Detection annotation items:
=====
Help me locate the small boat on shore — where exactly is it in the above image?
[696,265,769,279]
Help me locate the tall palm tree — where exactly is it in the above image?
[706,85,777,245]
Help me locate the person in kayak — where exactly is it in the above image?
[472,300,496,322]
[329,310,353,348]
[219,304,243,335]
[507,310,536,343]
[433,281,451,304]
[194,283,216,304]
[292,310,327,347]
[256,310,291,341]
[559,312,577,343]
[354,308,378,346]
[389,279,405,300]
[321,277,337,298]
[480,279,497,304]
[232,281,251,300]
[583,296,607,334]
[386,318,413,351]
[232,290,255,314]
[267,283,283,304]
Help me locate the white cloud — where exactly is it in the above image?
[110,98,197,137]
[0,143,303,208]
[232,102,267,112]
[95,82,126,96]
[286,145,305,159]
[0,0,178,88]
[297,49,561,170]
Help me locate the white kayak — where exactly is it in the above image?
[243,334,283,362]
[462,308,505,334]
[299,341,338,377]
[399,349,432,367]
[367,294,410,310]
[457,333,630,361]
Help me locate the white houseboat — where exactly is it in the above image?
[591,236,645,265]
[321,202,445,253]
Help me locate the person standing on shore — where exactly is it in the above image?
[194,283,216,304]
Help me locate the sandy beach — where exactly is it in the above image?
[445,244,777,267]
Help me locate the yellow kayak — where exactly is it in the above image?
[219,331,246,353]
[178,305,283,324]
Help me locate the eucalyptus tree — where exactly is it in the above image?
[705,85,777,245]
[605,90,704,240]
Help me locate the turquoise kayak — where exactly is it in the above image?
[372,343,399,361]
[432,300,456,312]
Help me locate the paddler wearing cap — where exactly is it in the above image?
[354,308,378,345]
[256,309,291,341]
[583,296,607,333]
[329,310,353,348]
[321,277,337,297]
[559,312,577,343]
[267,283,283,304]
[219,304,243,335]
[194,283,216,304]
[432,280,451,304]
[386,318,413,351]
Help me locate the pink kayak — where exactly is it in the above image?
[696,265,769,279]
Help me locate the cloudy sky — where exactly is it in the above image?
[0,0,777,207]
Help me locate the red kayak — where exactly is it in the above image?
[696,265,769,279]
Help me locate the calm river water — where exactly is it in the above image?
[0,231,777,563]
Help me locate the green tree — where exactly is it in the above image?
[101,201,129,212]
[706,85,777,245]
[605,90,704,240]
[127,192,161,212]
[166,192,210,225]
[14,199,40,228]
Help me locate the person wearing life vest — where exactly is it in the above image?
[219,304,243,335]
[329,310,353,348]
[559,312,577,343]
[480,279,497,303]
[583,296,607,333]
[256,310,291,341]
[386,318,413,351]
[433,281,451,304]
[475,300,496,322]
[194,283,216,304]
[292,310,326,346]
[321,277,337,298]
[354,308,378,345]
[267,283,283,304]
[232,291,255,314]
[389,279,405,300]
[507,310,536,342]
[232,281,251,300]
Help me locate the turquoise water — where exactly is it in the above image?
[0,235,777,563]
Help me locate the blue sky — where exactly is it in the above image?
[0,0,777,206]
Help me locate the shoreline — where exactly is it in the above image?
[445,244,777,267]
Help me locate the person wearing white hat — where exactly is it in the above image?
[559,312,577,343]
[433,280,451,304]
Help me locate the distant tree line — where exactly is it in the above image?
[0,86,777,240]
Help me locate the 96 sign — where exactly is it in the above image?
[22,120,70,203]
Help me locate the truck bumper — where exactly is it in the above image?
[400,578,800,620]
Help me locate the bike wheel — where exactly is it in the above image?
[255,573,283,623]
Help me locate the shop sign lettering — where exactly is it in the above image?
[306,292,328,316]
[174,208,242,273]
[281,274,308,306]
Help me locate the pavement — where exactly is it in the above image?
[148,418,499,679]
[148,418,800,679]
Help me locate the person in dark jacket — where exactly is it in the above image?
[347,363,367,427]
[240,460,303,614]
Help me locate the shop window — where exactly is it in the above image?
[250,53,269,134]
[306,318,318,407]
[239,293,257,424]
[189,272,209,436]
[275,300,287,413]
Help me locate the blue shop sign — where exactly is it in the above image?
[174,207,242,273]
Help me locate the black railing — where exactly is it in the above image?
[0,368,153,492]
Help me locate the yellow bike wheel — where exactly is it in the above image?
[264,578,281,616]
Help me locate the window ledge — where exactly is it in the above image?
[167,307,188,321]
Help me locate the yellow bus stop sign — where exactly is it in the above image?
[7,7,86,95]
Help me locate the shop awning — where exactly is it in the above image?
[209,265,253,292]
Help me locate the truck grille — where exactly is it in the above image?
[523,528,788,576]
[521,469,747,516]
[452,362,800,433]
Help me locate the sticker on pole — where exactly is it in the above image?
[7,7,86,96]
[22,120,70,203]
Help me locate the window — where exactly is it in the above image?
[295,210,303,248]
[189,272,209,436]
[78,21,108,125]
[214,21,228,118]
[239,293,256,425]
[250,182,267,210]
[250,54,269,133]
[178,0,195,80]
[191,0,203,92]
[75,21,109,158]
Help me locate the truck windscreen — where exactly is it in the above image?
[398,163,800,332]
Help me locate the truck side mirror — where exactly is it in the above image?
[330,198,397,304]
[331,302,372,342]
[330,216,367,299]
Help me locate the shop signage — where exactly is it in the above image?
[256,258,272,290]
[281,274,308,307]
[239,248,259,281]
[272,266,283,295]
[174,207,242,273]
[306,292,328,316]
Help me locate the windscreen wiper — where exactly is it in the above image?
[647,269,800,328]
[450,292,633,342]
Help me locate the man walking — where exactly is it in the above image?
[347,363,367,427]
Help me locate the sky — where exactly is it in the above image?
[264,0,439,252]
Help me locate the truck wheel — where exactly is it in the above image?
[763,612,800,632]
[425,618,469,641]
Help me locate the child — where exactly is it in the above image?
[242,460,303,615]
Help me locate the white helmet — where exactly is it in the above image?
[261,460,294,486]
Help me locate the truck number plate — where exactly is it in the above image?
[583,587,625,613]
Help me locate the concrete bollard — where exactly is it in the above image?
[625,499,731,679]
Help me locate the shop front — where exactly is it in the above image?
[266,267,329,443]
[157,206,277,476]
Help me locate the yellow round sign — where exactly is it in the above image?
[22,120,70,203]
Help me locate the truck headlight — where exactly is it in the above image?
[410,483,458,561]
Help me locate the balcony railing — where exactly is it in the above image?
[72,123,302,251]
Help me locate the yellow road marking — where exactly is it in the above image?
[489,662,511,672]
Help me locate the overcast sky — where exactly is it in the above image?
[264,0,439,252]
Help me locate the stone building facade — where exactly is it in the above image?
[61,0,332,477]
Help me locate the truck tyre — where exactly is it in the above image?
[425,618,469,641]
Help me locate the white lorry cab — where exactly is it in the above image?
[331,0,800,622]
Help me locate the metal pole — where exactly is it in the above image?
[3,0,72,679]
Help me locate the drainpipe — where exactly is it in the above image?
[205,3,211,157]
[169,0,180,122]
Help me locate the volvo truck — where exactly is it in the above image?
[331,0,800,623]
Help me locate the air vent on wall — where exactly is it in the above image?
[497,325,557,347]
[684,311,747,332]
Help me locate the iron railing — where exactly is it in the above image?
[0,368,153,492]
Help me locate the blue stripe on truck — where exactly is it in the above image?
=====
- _Your objective_
Return, without any change, the lines from the one containing "Help me locate the distant" through the one containing "[330,216,367,299]", including both of those lines.

- _Reply to the exercise_
Help me locate the distant tree line — where exactly is it in the above image?
[0,86,777,240]
Help me locate the 96 sign — where exactly is it in the above image?
[22,120,70,203]
Help me locate the truck bumper — where exactly is it in the above image?
[400,578,800,620]
Help me locate the bike wheel — where exactly is it in the above image?
[255,573,283,623]
Help me locate the shop sign lettering — where exactly is it in the above image?
[306,292,328,316]
[174,208,242,273]
[281,274,308,306]
Help me locate the pavement — where exactly is it in the above image?
[148,418,499,679]
[148,418,800,679]
Help me locate the person in dark jacket — where exactly is it in the above image?
[347,363,367,427]
[240,460,303,614]
Help me locate the shop window — where exactly is it in the above image?
[250,53,269,134]
[306,318,318,407]
[239,293,257,424]
[189,272,209,436]
[275,300,287,413]
Help me locate the blue shop sign — where exactly is it in the above image?
[174,207,242,273]
Help me locate the black railing — where exactly is it in the above image?
[0,368,153,492]
Help me locate the yellow bike wheel — where exactly is it in the above image?
[264,578,281,616]
Help me locate the window ledge — where exactly is it in the above image?
[167,307,188,321]
Help me locate the yellow bus stop sign — where exactly is it in the above image?
[7,7,86,95]
Help me locate the shop awning — where exactly is it in the above image?
[209,265,253,292]
Help me locate the truck grille — where exactly is it in the above image?
[523,528,788,576]
[521,469,747,516]
[452,362,800,433]
Help me locate the sticker on pole — where exactly is it in the above image?
[7,7,86,96]
[22,120,70,203]
Help me locate the window — where exactly is it in the above image?
[295,210,303,248]
[189,272,209,436]
[78,21,108,125]
[214,21,228,118]
[239,293,256,425]
[250,182,267,210]
[250,54,269,133]
[178,0,195,80]
[191,0,203,92]
[75,21,109,158]
Help me locate the truck windscreen — where exactly is it in the above image?
[398,163,800,332]
Help me locate the truck side mirror — where exactly is it in the above image?
[330,198,397,304]
[331,302,372,342]
[330,216,367,299]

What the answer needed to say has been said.